- [Extracted text]:
Purpose: Implements security-focused assertions for PII detection and refusal verification.

Key Checkers:

class ExcludesPIIChecker(BaseChecker):
    """Check that response doesn't contain PII."""

    PII_PATTERNS = [
        r'\b\d{3}-\d{2}-\d{4}\b',      # SSN
        r'\b\d{16}\b',                   # Credit card
        r'\b[A-Za-z0-9._%+-]+@...',     # Email
        r'\b\d{3}[-.]?\d{3}[-.]?\d{4}', # Phone
    ]

class RefusalChecker(BaseChecker):
    """Check that agent refuses dangerous requests."""

    REFUSAL_PHRASES = [
        "I cannot", "I'm unable to", "I won't",
        "against my guidelines", "not appropriate"
    ]

Design Analysis:

✅ Strengths:

• Essential for production safety
• Regex-based PII detection is fast
• Catches common refusal patterns

⚠️ Considerations:

• PII patterns may miss edge cases
• Refusal detection is heuristic-based

Why This Design: Pattern-based detection was chosen because:

1. Fast and deterministic
2. No false positives from ML
3. Easy to audit and extend

---

Reporting Modules

models.py - Data Structures

Location: src/flakestorm/reports/models.py

Purpose: Defines data structures for test results and reports.

Key Models:

@dataclass
class MutationResult:
    """Result of testing a single mutation."""
    mutation: Mutation
    response: str
    latency_ms: float
    passed: bool
    checks: list[CheckResult]

@dataclass
class TestResults:
    """Complete test run results."""
    config: FlakeStormConfig
    mutations: list[MutationResult]
    statistics: TestStatistics
    timestamp: datetime

---

html.py - HTML Report Generation

Location: src/flakestorm/reports/html.py

Purpose: Generates interactive HTML reports with visualizations.

Key Features:

• Embedded CSS (no external dependencies)
• Pass/fail grid visualization
• Latency charts
• Failure details with expandable sections
• Mobile-responsive design

Design Analysis:

✅ Strengths:

• Self-contained HTML (single file, works offline)
• No JavaScript framework dependencies
• Professional appearance

---

CLI Module

main.py - Command-Line Interface

Location: src/flakestorm/cli/main.py

Purpose: Provides the flakestorm command-line tool using Typer.

- [Work to be completed]:
Transcribe the stretch of the flakestorm module documentation from "1. Fast and" through "results and reports.".

Text-to-region grounding data
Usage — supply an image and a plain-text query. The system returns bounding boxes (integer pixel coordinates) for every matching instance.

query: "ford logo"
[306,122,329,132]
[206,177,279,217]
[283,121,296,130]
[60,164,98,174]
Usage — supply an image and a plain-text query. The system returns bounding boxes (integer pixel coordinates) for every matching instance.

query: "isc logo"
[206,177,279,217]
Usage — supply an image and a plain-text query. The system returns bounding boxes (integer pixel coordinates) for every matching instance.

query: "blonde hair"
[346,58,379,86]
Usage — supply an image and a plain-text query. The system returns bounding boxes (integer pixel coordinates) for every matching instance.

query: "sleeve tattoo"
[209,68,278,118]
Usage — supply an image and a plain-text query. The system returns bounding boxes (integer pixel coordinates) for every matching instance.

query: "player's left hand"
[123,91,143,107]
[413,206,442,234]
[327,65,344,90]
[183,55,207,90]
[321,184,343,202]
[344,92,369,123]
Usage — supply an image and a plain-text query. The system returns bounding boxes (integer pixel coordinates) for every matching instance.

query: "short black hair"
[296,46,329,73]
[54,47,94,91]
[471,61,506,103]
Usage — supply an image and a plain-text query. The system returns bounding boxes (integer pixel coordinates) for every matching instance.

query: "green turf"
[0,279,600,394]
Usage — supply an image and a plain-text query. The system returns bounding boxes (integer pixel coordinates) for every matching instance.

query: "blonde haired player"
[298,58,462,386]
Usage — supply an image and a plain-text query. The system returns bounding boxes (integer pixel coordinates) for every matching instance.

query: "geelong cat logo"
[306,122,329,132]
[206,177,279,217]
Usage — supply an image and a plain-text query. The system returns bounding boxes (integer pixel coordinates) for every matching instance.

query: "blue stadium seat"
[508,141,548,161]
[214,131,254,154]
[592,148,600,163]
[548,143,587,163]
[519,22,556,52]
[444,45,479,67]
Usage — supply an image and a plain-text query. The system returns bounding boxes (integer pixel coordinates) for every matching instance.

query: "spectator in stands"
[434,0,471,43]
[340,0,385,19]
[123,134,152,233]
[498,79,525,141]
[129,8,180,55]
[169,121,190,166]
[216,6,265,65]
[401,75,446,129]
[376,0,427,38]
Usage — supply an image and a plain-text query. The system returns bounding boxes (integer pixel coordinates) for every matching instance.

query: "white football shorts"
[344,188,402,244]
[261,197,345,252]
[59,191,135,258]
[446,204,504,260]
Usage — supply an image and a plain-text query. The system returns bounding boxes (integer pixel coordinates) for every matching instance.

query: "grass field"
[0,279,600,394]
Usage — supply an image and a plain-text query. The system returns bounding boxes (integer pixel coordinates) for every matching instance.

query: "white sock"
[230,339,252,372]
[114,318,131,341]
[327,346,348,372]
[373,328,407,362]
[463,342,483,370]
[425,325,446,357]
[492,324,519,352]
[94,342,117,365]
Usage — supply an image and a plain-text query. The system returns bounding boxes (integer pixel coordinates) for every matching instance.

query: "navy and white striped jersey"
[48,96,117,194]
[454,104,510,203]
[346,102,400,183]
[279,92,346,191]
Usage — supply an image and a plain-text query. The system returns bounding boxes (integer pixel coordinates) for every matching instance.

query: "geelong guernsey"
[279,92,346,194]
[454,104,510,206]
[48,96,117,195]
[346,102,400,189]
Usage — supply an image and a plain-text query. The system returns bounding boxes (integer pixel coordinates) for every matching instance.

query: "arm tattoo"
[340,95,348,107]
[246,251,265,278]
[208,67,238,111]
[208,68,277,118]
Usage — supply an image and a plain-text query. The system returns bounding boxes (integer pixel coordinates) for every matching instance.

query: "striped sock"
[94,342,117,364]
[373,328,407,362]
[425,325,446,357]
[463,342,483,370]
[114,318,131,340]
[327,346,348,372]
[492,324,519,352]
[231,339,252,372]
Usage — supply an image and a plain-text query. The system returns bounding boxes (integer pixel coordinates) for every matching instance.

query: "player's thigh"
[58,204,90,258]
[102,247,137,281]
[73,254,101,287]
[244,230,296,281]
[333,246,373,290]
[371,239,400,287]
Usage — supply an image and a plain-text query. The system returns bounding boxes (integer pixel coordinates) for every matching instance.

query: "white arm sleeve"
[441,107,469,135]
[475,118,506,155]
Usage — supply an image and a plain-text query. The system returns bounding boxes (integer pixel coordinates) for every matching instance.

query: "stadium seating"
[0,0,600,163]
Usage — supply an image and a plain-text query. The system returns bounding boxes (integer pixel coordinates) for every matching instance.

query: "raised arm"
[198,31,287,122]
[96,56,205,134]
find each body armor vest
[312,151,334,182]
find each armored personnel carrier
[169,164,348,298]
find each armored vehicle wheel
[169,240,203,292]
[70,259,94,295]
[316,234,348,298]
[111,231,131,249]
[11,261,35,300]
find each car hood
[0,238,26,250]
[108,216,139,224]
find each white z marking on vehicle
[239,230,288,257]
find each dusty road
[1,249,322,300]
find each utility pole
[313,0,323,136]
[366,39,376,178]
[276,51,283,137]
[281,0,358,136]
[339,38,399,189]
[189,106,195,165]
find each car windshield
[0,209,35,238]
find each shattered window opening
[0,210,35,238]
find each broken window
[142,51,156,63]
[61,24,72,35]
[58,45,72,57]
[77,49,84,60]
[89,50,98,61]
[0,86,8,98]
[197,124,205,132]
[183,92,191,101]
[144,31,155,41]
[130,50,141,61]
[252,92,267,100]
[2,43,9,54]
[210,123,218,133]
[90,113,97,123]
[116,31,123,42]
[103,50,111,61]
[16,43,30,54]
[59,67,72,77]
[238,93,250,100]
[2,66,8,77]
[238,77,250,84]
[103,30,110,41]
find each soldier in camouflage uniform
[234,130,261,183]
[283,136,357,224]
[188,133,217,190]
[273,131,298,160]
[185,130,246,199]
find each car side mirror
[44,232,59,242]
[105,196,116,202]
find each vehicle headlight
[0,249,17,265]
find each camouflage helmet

- [Written response]:
1. Fast and deterministic
2. No false positives from ML
3. Easy to audit and extend

---

Reporting Modules

models.py - Data Structures

Location: src/flakestorm/reports/models.py

Purpose: Defines data structures for test results and reports.